━━━ PROVIDED TEXT ━━━
Thank you, Casey.
I speak from 15 years of HR experience and seven frustrating years of working with the temporary foreign worker program. The LMIA process is costly, inefficient and does not meet the needs of the beef industry. The program is complicated, and we need to hire immigration consultants to help us manage it.
Also, changes to the program occur without notice. For example, we submitted LMIAs, and while they were being processed, the approved wage rate was changed. Our application was denied and we had to start all over—at the employer's expense.
The housing must be secured, inspected and paid for prior to an LMIA being submitted and the workers' arrival. The process takes at least four months, so we have to pay for housing that sits empty. We've paid $5,000 in rent for one house and as much as $21,000 for houses that sat empty while we waited for approvals.
Service Canada officers lack knowledge about agriculture. Our job descriptions are not understood, and neither are rural locations and addresses. The resulting delays and denied applications are, again, at the employer's expense.
━━━ SOURCE DATA ━━━
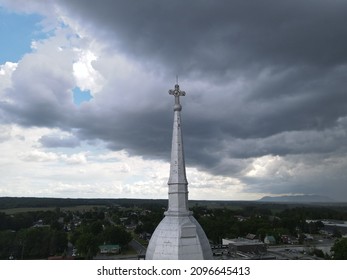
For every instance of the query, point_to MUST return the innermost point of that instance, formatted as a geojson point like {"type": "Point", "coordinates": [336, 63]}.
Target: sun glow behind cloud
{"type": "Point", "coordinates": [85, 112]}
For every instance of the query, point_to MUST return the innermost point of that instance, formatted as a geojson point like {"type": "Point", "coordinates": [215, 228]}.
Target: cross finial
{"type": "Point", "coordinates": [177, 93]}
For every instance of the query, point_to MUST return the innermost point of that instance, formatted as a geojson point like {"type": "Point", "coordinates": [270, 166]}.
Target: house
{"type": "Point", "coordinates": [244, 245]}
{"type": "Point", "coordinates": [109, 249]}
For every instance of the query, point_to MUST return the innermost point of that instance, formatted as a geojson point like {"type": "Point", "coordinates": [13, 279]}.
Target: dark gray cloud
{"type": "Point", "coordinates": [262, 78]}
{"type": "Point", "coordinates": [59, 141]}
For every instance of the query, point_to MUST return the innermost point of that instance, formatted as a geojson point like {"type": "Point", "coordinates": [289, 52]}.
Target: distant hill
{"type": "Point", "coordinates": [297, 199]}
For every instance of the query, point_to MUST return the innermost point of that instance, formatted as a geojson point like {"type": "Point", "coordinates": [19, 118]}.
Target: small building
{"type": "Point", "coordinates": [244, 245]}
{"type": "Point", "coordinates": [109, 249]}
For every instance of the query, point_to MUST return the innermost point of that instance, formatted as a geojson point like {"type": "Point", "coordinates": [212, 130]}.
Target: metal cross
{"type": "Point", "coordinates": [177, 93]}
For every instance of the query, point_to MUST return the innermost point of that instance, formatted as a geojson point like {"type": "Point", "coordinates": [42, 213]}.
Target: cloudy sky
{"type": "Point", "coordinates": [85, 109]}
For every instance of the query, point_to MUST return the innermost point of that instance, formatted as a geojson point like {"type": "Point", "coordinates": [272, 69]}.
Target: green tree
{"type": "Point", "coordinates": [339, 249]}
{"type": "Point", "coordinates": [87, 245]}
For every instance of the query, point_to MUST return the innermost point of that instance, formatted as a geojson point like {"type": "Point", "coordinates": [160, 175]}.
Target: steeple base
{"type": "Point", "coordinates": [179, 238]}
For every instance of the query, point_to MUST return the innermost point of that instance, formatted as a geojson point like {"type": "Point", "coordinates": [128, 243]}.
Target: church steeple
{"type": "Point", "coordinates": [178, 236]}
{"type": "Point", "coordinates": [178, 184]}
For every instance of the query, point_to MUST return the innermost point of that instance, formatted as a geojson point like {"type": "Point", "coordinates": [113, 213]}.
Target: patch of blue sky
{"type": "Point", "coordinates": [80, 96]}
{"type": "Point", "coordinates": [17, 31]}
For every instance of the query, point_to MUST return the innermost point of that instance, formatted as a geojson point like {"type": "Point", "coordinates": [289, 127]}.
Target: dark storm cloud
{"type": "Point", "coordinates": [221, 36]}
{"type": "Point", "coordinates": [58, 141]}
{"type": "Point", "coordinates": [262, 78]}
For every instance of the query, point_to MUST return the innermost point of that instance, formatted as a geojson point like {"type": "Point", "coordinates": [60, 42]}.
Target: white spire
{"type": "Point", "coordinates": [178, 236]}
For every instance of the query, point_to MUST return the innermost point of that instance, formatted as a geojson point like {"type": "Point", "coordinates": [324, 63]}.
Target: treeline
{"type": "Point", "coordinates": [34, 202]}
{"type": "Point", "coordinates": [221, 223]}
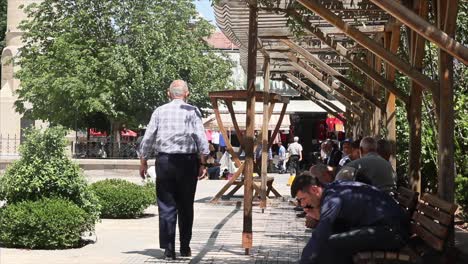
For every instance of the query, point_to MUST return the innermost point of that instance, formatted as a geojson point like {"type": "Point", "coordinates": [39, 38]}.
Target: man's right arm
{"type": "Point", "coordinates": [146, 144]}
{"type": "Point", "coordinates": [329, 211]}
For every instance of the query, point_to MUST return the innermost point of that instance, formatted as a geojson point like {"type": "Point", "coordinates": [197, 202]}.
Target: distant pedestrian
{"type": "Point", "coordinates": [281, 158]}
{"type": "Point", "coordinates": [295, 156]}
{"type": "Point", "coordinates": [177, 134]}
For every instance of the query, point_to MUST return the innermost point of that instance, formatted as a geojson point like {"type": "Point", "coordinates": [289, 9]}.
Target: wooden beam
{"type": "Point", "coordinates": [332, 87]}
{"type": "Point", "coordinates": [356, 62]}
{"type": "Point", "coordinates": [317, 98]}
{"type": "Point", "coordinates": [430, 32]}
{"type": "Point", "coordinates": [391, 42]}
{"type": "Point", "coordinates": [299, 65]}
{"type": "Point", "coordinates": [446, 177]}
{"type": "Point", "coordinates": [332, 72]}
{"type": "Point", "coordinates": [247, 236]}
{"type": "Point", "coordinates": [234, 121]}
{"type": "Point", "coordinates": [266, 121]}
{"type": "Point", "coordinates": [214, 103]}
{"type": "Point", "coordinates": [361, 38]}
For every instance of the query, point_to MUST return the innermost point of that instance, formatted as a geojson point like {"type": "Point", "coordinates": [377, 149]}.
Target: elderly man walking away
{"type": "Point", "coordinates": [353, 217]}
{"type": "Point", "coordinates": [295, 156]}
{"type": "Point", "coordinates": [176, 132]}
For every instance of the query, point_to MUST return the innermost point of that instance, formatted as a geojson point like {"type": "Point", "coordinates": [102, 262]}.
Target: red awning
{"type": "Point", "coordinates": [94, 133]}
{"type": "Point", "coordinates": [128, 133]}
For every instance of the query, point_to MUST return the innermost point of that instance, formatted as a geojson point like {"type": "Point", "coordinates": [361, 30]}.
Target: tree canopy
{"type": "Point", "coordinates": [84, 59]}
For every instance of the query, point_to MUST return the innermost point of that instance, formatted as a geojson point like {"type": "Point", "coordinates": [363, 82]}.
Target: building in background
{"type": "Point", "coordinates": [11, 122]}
━━━
_TASK DIRECTIONS_
Pick up the testimony on the temporary foreign worker program after its final sentence and continue it. You can set the material aside; it is not needed.

_OUTPUT BELOW_
Before submitting an LMIA, we need to post job advertisements for 14 days and provide a detailed report on our attempt to hire Canadians. We once submitted all this required information and the LMIA was denied. We found that the officer did not review all the information provided.
Processing times are far too long. Job advertisements take two weeks. Service Canada takes four to eight weeks to review the application and another two to four weeks to secure a work permit. The process takes four to six months before a worker arrives, and this assumes a smooth process, which rarely occurs. COVID-19 has made the process even longer and more expensive with travel logistics and the need to pay wages for workers in quarantine.
It is important to understand that overcoming these frustrations and getting foreign agriculture workers into Canada is just the first step. Once workers arrive, we focus on transitioning them to permanent residency, and that can take years.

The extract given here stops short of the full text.